__Extract__

-----

Really helps avoid these kinds of situations. I do the same thing with `cp`, but unlike `rm`, `--force` doesn't actually undo `--interactive` in `cp` so I have to call `cp` directly (e.g., `/usr/bin/cp`) when I don't want to deal with the prompts.(On Mac and other systems with BSD versions of tools, `--interactive` is `-i` and `--force` is `-f`.)
> touch foo
> ls -l
-rw-r--r--. 1 foo foo 0 Mar 24 05:54 foo
> chmod a-w foo
> ls -l
-r--r--r--. 1 foo foo 0 Mar 24 05:54 foo
> rm foo
rm: remove write-protected regular empty file 'foo'? n
> rm -i foo
rm: remove write-protected regular empty file 'foo'? n
> rm -i -f foo
>
my consequence is that i never alias 'rm' to default to '-i', because 'rm -f' is dangerous. instead i type 'rm -i' manually every time, and remove the '-i' if i don't want it.Also Claude didn't "try" to do anything of course. Such a title is nonsense at best.
It just continues to do things... That's the value prop.
My alias is intended to provide the same protection against accidental deletions of non-write-protected files. I only pass the `-f` when I'm certain I know what I'm doing.
If I still want the raw behavior as you called out, I can use the full path to `rm`. But for me, I've unintentionally lost more files that I have write permissions on through bad rm commands than any lost from my alias with `-f`, which I can't recall having lost any with.
because for write-protected files '-i' is a no-op.
you are probably right that the risk of accidentally deleting a write protected file is very small, simply because using those permissions is very rare.
but there is another problem i have with using an alias, this may not apply to you, but i work on multiple machines and in containers, and i keep creating new ones for projects, that there is a high risk that i forget to set the alias. so every time i use rm i can't be sure, did i set the alias, or did i not. and if i rely on 'rm' always asking me, then it makes me complacent. ah, i don't have to pay attention because rm will ask me anyways.

-----

Saved data entries:
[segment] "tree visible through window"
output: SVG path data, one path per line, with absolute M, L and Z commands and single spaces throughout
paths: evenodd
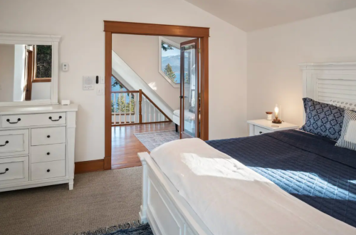
M 174 83 L 180 83 L 180 50 L 164 41 L 161 43 L 161 68 Z
M 36 46 L 36 78 L 52 78 L 52 46 Z

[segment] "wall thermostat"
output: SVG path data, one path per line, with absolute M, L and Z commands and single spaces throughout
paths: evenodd
M 69 69 L 68 63 L 62 63 L 62 71 L 68 71 Z
M 61 103 L 62 105 L 69 105 L 70 104 L 70 100 L 62 100 Z
M 83 76 L 83 90 L 94 90 L 96 76 Z

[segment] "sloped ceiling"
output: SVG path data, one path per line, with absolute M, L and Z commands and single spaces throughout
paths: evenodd
M 356 0 L 185 0 L 245 31 L 356 7 Z

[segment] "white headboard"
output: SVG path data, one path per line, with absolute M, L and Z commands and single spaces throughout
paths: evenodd
M 356 63 L 300 63 L 303 95 L 356 103 Z

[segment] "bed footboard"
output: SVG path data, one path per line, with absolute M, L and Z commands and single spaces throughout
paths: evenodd
M 140 221 L 148 222 L 155 235 L 213 235 L 151 156 L 138 156 L 143 168 Z

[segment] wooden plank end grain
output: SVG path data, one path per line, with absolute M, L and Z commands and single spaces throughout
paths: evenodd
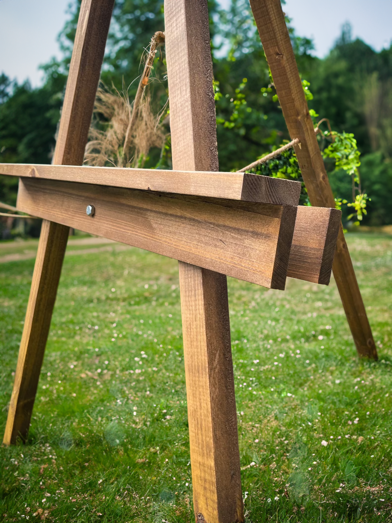
M 341 219 L 336 209 L 298 207 L 287 276 L 328 285 Z
M 309 113 L 280 0 L 250 0 L 274 85 L 313 206 L 335 207 L 328 177 Z M 326 115 L 328 116 L 328 115 Z M 352 262 L 341 226 L 333 275 L 347 320 L 361 356 L 376 359 L 377 351 Z
M 301 182 L 245 173 L 241 199 L 281 205 L 298 205 Z

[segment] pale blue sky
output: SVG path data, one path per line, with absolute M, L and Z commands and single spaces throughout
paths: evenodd
M 227 5 L 229 0 L 220 0 Z M 57 35 L 66 19 L 69 0 L 0 0 L 0 71 L 39 85 L 40 64 L 60 56 Z M 353 36 L 377 50 L 392 39 L 392 0 L 286 0 L 284 9 L 297 33 L 313 38 L 323 56 L 350 21 Z

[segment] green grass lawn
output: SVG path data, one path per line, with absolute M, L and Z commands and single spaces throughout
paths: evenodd
M 228 279 L 247 522 L 392 520 L 392 236 L 348 241 L 378 362 L 333 281 Z M 0 265 L 2 434 L 33 267 Z M 0 464 L 2 520 L 194 520 L 175 260 L 66 257 L 28 444 Z

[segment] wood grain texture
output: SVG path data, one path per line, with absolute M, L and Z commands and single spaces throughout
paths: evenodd
M 226 278 L 181 266 L 186 267 L 180 271 L 180 290 L 195 515 L 208 523 L 241 521 Z
M 301 183 L 243 173 L 0 164 L 0 174 L 195 196 L 298 205 Z
M 295 153 L 312 205 L 334 207 L 335 200 L 309 114 L 280 0 L 250 0 L 289 132 L 299 138 Z M 377 359 L 373 340 L 350 253 L 340 228 L 333 275 L 361 356 Z
M 28 434 L 52 311 L 68 240 L 67 227 L 44 220 L 20 342 L 3 442 Z
M 284 289 L 297 207 L 20 178 L 17 208 L 39 218 Z M 86 208 L 95 207 L 94 217 Z
M 287 276 L 328 285 L 341 214 L 336 209 L 298 207 Z
M 83 161 L 114 0 L 83 0 L 53 163 Z M 31 283 L 4 443 L 27 438 L 69 228 L 44 221 Z
M 217 171 L 207 0 L 165 0 L 165 33 L 173 168 Z M 226 276 L 179 268 L 195 517 L 243 521 Z
M 81 165 L 114 0 L 83 0 L 61 112 L 55 165 Z

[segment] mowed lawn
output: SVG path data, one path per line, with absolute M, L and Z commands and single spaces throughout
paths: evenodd
M 333 280 L 228 279 L 247 522 L 392 520 L 392 236 L 348 241 L 377 362 Z M 88 250 L 64 261 L 28 443 L 0 448 L 0 520 L 192 521 L 177 263 Z M 33 264 L 0 265 L 2 434 Z

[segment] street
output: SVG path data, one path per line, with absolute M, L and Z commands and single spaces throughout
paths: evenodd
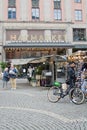
M 69 97 L 57 103 L 47 99 L 47 87 L 31 87 L 17 79 L 17 89 L 2 88 L 0 130 L 87 130 L 87 103 L 75 105 Z

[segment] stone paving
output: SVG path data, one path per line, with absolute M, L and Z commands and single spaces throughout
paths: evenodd
M 75 105 L 68 96 L 51 103 L 47 91 L 26 79 L 17 79 L 16 90 L 0 81 L 0 130 L 87 130 L 87 103 Z

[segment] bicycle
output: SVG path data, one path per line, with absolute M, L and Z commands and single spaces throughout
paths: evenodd
M 47 97 L 48 100 L 52 103 L 58 102 L 61 98 L 64 98 L 69 94 L 69 99 L 79 105 L 84 102 L 84 93 L 80 88 L 73 87 L 69 90 L 68 93 L 66 91 L 68 90 L 68 85 L 66 85 L 66 88 L 63 88 L 63 84 L 60 82 L 54 82 L 53 86 L 48 90 Z M 79 100 L 76 100 L 78 97 Z
M 82 104 L 84 101 L 86 101 L 87 102 L 87 94 L 86 93 L 84 93 L 82 90 L 81 90 L 81 81 L 78 81 L 78 82 L 76 82 L 77 84 L 76 84 L 76 86 L 75 86 L 75 88 L 72 88 L 71 90 L 70 90 L 70 92 L 69 92 L 69 98 L 70 98 L 70 100 L 73 102 L 73 103 L 75 103 L 75 104 Z M 86 90 L 87 91 L 87 90 Z M 80 93 L 81 92 L 81 93 Z M 83 93 L 83 94 L 82 94 Z M 81 98 L 81 96 L 83 96 L 82 97 L 82 101 L 80 102 L 80 101 L 77 101 L 77 100 L 79 100 L 80 98 Z

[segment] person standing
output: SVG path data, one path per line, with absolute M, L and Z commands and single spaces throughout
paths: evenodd
M 6 86 L 7 87 L 7 82 L 9 81 L 9 73 L 8 73 L 8 68 L 6 67 L 4 69 L 4 72 L 3 72 L 3 88 Z
M 17 78 L 18 70 L 16 67 L 14 67 L 13 64 L 11 64 L 10 70 L 9 70 L 9 76 L 10 76 L 10 82 L 12 89 L 16 89 L 16 78 Z
M 69 88 L 66 91 L 66 94 L 69 93 L 70 89 L 75 86 L 75 81 L 76 81 L 76 75 L 75 75 L 75 63 L 70 62 L 69 67 L 67 70 L 67 79 L 69 81 Z

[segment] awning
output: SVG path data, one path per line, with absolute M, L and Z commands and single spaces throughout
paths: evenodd
M 4 48 L 16 47 L 64 47 L 73 48 L 74 45 L 69 42 L 9 42 L 4 45 Z
M 35 58 L 28 58 L 28 59 L 12 59 L 10 60 L 11 63 L 13 63 L 13 65 L 24 65 L 24 64 L 28 64 L 29 62 L 31 62 L 32 60 L 34 60 Z
M 46 55 L 39 58 L 27 58 L 27 59 L 12 59 L 10 60 L 11 63 L 14 65 L 24 65 L 28 63 L 43 63 L 46 62 L 48 58 L 53 57 L 53 60 L 58 61 L 66 61 L 66 56 L 60 56 L 60 55 Z
M 87 44 L 75 44 L 75 48 L 77 48 L 77 49 L 87 49 Z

-----

__Questions on the material__
A. In the discussion, why does the writer of the last paragraph avoid depending on an alias for rm? Answer in one to three sentences.
B. Rewrite the part of the discussion that opens with the words "It just continues" and closes with "is very rare.", replacing "full path" with "absolute path".
You don't need the items for these tasks.

__Solutions__
A. The writer works on multiple machines and in containers and keeps creating new ones, so there is a high risk of forgetting to set the alias and never being sure whether it was set. Relying on rm always asking would also make the writer complacent and stop paying attention.

B.
It just continues to do things... That's the value prop.
My alias is intended to provide the same protection against accidental deletions of non-write-protected files. I only pass the `-f` when I'm certain I know what I'm doing.
If I still want the raw behavior as you called out, I can use the absolute path to `rm`. But for me, I've unintentionally lost more files that I have write permissions on through bad rm commands than any lost from my alias with `-f`, which I can't recall having lost any with.
because for write-protected files '-i' is a no-op.
you are probably right that the risk of accidentally deleting a write protected file is very small, simply because using those permissions is very rare.